| Aim of the task |
Pick out and copy each line in the rows below that contains the word "negative". Case counts.

| Data extracts |
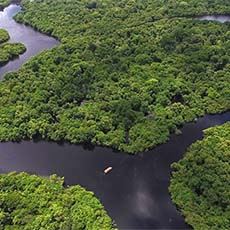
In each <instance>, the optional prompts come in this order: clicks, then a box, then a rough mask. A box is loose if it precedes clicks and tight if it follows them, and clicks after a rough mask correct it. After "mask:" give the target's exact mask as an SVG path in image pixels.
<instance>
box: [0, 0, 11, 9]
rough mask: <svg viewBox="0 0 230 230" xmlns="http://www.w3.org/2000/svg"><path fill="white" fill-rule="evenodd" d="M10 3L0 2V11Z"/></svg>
mask: <svg viewBox="0 0 230 230" xmlns="http://www.w3.org/2000/svg"><path fill="white" fill-rule="evenodd" d="M10 3H11V0H0V10H3V9H4V8H5V7H7V6H8V5H9V4H10Z"/></svg>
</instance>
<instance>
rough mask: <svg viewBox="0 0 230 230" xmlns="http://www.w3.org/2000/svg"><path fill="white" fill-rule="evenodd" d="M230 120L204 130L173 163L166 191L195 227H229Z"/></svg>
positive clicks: (213, 228)
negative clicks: (168, 183)
mask: <svg viewBox="0 0 230 230" xmlns="http://www.w3.org/2000/svg"><path fill="white" fill-rule="evenodd" d="M229 154H230V122H227V123H225V124H224V125H221V126H216V127H212V128H209V129H206V130H205V131H204V139H203V140H201V141H197V142H195V143H194V144H192V145H191V146H190V148H189V149H188V151H187V153H186V154H185V156H184V158H183V159H182V160H180V161H179V162H178V163H174V164H173V165H172V167H173V169H174V172H173V174H172V178H171V184H170V188H169V191H170V193H171V196H172V200H173V202H174V203H175V204H176V205H177V206H178V207H179V209H180V210H181V212H182V213H183V215H184V216H185V220H186V222H187V223H188V224H190V225H191V226H192V227H193V228H194V229H228V228H229V224H230V215H229V197H230V194H229V192H230V185H229V183H228V182H229V181H230V167H229V166H230V155H229Z"/></svg>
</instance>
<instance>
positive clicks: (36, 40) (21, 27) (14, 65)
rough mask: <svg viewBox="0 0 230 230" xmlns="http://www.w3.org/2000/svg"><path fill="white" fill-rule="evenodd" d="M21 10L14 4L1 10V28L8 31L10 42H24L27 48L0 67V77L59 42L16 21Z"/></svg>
mask: <svg viewBox="0 0 230 230" xmlns="http://www.w3.org/2000/svg"><path fill="white" fill-rule="evenodd" d="M20 10H21V7H20V6H18V5H15V4H12V5H10V6H8V7H7V8H5V9H4V11H2V12H0V28H2V29H5V30H7V31H8V33H9V34H10V42H20V43H23V44H24V45H25V46H26V49H27V51H26V52H25V53H24V54H22V55H21V56H20V57H19V58H17V59H15V60H13V61H10V62H8V64H6V65H4V66H2V67H0V79H2V78H3V75H4V74H5V73H7V72H9V71H14V70H17V69H19V68H20V66H21V65H22V64H24V63H25V62H26V61H27V60H28V59H29V58H31V57H32V56H35V55H36V54H38V53H40V52H41V51H42V50H46V49H50V48H52V47H54V46H56V45H58V44H59V42H58V41H57V40H56V39H54V38H52V37H49V36H47V35H44V34H41V33H39V32H37V31H35V30H33V29H32V28H30V27H28V26H25V25H22V24H19V23H17V22H15V21H14V20H13V16H14V15H15V14H16V13H18V12H19V11H20Z"/></svg>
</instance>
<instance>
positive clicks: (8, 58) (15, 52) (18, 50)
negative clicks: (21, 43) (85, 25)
mask: <svg viewBox="0 0 230 230" xmlns="http://www.w3.org/2000/svg"><path fill="white" fill-rule="evenodd" d="M9 39H10V36H9V34H8V32H7V31H6V30H3V29H0V68H1V66H3V65H5V64H7V63H8V62H9V61H12V60H13V59H15V58H17V57H19V55H21V54H23V53H24V52H26V47H25V46H24V45H23V44H21V43H8V40H9Z"/></svg>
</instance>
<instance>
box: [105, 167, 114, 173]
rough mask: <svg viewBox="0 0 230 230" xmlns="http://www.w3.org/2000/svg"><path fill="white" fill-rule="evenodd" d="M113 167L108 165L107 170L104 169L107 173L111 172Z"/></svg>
mask: <svg viewBox="0 0 230 230" xmlns="http://www.w3.org/2000/svg"><path fill="white" fill-rule="evenodd" d="M112 169H113V168H112V167H111V166H110V167H108V168H106V169H105V170H104V173H105V174H107V173H109V172H110V171H112Z"/></svg>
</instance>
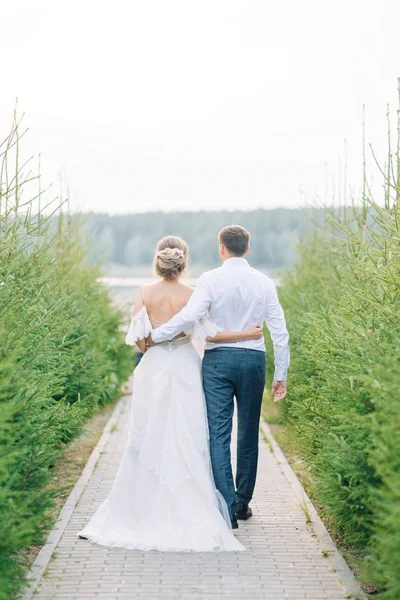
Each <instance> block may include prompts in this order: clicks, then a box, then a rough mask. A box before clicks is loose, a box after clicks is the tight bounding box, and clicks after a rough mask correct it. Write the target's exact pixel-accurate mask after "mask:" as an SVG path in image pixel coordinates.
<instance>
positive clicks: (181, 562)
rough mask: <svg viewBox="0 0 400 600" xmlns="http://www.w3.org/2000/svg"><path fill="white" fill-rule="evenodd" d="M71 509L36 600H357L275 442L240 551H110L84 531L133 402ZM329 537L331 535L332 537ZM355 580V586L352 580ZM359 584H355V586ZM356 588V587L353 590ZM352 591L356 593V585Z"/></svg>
mask: <svg viewBox="0 0 400 600" xmlns="http://www.w3.org/2000/svg"><path fill="white" fill-rule="evenodd" d="M121 402H122V407H121V406H120V408H122V410H121V411H120V415H119V418H118V422H117V425H116V426H114V427H112V428H111V431H110V434H109V436H108V438H107V443H106V445H105V447H104V449H103V452H102V454H101V456H100V458H99V460H98V462H97V465H96V467H95V468H94V471H93V473H92V475H91V477H90V479H89V481H88V482H87V484H86V485H85V487H84V489H83V493H82V495H81V496H80V499H79V501H78V503H77V505H76V506H75V508H74V509H73V511H72V514H71V516H70V519H69V521H68V523H67V525H66V528H65V530H64V532H63V534H62V536H61V539H60V540H59V542H58V545H57V547H56V549H55V552H54V554H53V556H52V558H51V560H50V562H49V564H48V566H47V568H46V570H45V572H44V574H43V576H42V578H41V580H40V582H39V585H38V586H37V589H36V592H35V594H34V596H33V598H34V599H35V600H51V599H54V598H55V599H57V600H95V599H99V600H100V599H104V600H133V599H141V600H159V599H167V598H174V599H176V600H195V599H201V600H217V599H219V598H232V599H243V600H246V599H248V600H250V599H251V600H258V599H263V600H308V599H314V600H344V599H345V598H354V597H355V596H353V595H352V594H351V593H349V591H348V590H349V588H347V589H345V588H344V587H343V585H342V583H341V582H340V579H342V580H343V579H344V580H345V579H346V576H347V578H348V576H349V573H348V572H347V575H346V573H344V575H345V576H344V577H343V573H341V572H340V567H339V569H338V570H337V569H336V568H335V566H334V565H333V564H332V562H331V561H330V560H329V558H326V557H324V555H326V546H325V547H324V542H323V541H322V542H321V541H320V540H319V539H318V538H317V536H316V535H315V533H313V531H312V530H311V529H310V527H309V526H307V525H306V524H305V516H304V512H303V510H302V509H301V508H300V506H299V501H298V498H297V497H296V495H295V493H294V491H293V485H292V484H291V483H290V481H289V480H288V477H287V476H285V469H283V470H282V467H281V464H280V459H279V457H278V455H277V454H276V452H272V451H271V449H270V447H271V444H267V443H266V442H265V441H264V438H262V439H261V452H260V462H259V474H258V482H257V488H256V494H255V498H254V500H253V503H252V506H253V513H254V516H253V518H252V519H250V520H249V521H248V522H247V523H244V524H241V525H240V529H239V532H238V537H239V539H240V540H241V541H242V542H243V544H245V546H246V547H247V551H246V552H242V553H237V554H235V553H219V554H218V553H215V554H214V553H206V554H184V553H182V554H181V553H179V554H178V553H157V552H149V553H143V552H136V551H128V550H121V549H108V548H104V547H101V546H97V545H94V544H91V543H90V542H87V541H85V540H79V539H77V537H76V532H77V531H79V530H80V529H81V528H82V527H83V526H84V524H85V523H86V521H87V520H88V517H89V516H90V515H91V514H92V513H93V512H94V511H95V510H96V508H97V507H98V506H99V504H100V503H101V502H102V501H103V499H104V498H105V497H106V495H107V493H108V491H109V490H110V488H111V485H112V482H113V478H114V476H115V473H116V470H117V467H118V464H119V462H120V459H121V455H122V452H123V449H124V445H125V440H126V436H127V427H128V424H129V419H128V415H129V405H130V398H129V396H125V397H123V398H122V399H121ZM328 540H329V538H328ZM350 583H351V582H350ZM353 584H354V581H353ZM351 587H352V586H351V585H350V588H351ZM353 589H354V588H353Z"/></svg>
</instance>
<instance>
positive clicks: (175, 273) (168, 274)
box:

| Completed exercise |
negative clicks: (168, 183)
negative clicks: (21, 43) (85, 25)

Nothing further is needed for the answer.